### YOUR OBJECTIVE
Please return each line of the listing below that contains the string "potted", copied whole. Treat uppercase and lowercase letters as different.

________

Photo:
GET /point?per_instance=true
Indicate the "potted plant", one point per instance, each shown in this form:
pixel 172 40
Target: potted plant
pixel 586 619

________

### TASK RESULT
Indicate the "potted plant", one point per instance, each shown in this form:
Target: potted plant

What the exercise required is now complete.